**Bereitgestellter Auszug**
# Stipprute mit Bändchen an der Spitze???



## Largos (6. April 2011)

Hallo,

ich habe heute ein Stipprute geschenkt bekomme, wo ich dann die Spitze sah dachte ich was das ;+ Ich kenne Stippruten mit Öse an der Spitze. Wie befestige ich da eine fertige Montage?

Vielen Dank schon mal
Largos


----------



## sundown (6. April 2011)

*AW: Stipprute mit Bändchen an der Spitze???*

Ui, sowas kenne ich auch noch nicht. Würde bei meinen Angelgerätehändler gehen und eine passende Aufstecköse kaufen. Dieses Bändchen entfernen, Spitze von Rückständen säubern, dann Heißkleber mit dem Feuerzeug erwärmen und schön dick auf die Rutenspitze schmieren und anschließend die Öse aufstecken. Nur noch den überstehenden Kleber etwas entfernen - am besten, wenn er noch warm ist, damit noch ein kleiner Rand stehen bleibt und die Klebeverbindung stabil ist.

So habe ich das früher immer gemacht, hielt auch ohen Probleme. Der freundliche Händler um die Ecke wird Dir das vielleicht auch selbst unentgeltlich machen, wenn es ein netter mit gutem Service ist.


----------



## Tricast (6. April 2011)

**Datenauszug**

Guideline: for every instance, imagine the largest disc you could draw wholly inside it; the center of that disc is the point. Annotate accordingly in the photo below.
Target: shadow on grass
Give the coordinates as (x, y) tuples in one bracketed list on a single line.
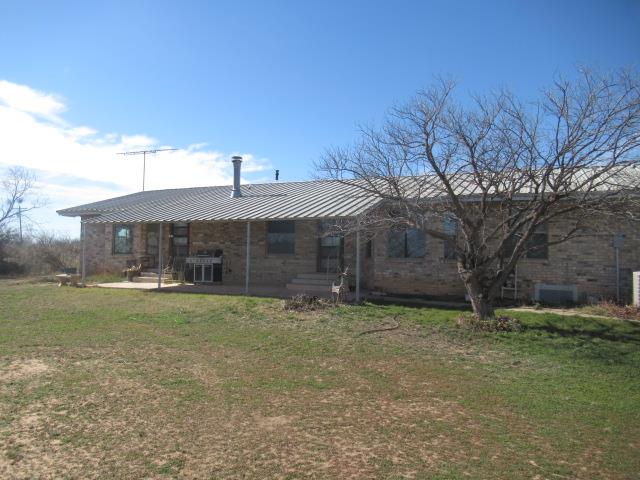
[(593, 330), (609, 341)]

**Aufgabe A**
Kopieren Sie aus dem Forumsthread zur Stipprute mit Bändchen wortgetreu den Abschnitt, der mit den Worten „Ui, sowas kenne“ beginnt und mit „Klebeverbindung stabil ist.“ schließt.
**Aufgabe B**
Führen Sie den Forumsthread zur Stipprute mit Bändchen an der Spitze ab der Stelle fort, an der er endet.

**Ergebnis A**
Ui, sowas kenne ich auch noch nicht. Würde bei meinen Angelgerätehändler gehen und eine passende Aufstecköse kaufen. Dieses Bändchen entfernen, Spitze von Rückständen säubern, dann Heißkleber mit dem Feuerzeug erwärmen und schön dick auf die Rutenspitze schmieren und anschließend die Öse aufstecken. Nur noch den überstehenden Kleber etwas entfernen - am besten, wenn er noch warm ist, damit noch ein kleiner Rand stehen bleibt und die Klebeverbindung stabil ist.

**Ergebnis B**
*AW: Stipprute mit Bändchen an der Spitze???*

Wenn das "Bändchen" am Ende einen Knoten hat dann befestigst Du die Schnur folgendermaßen:
Eine etwas größere Schlaufe binden ca. 2cm. Dann machst Du in die Schlaufe eine kleine Schlaufe. Das sieht dann so aus - kleine Schlaufe - Schlaufe - Schnur. Wenn Du jetzt mit der 2. Schlaufe einen Lassoknoten machst ( Ich meine wie bei einem Lasso wo man das dann zuziehen kann) und diesen dann über das "Bändchen" schiebst und zuziehst sitzt die Schnur bombenfest. Wenn Du jetzt die Schnur wieder lösen willst einfach an der kleinen Schlaufe ziehen und der "Lassoknoten" geht auf. So kannst Du jederzeit die Montage wechseln ohne die Montage zu zerstören.

Gruß Heinz


----------



## Borg (6. April 2011)

*AW: Stipprute mit Bändchen an der Spitze???*

....dem ist nichts mehr hinzuzufügen :m

Gruß,
Borg


----------



## hulkhomer (6. April 2011)

*AW: Stipprute mit Bändchen an der Spitze???*

|kopfkrat





Tricast schrieb:


> Wenn das "Bändchen" am Ende einen Knoten hat dann befestigst Du die Schnur folgendermaßen:
> Eine etwas größere Schlaufe binden ca. 2cm. Dann machst Du in die Schlaufe eine kleine Schlaufe. Das sieht dann so aus - kleine Schlaufe - Schlaufe - Schnur. Wenn Du jetzt mit der 2. Schlaufe einen Lassoknoten machst ( Ich meine wie bei einem Lasso wo man das dann zuziehen kann) und diesen dann über das "Bändchen" schiebst und zuziehst sitzt die Schnur bombenfest. Wenn Du jetzt die Schnur wieder lösen willst einfach an der kleinen Schlaufe ziehen und der "Lassoknoten" geht auf. So kannst Du jederzeit die Montage wechseln ohne die Montage zu zerstören.
> 
> Gruß Heinz



Häh?|kopfkrat


----------



## Der_Freak (6. April 2011)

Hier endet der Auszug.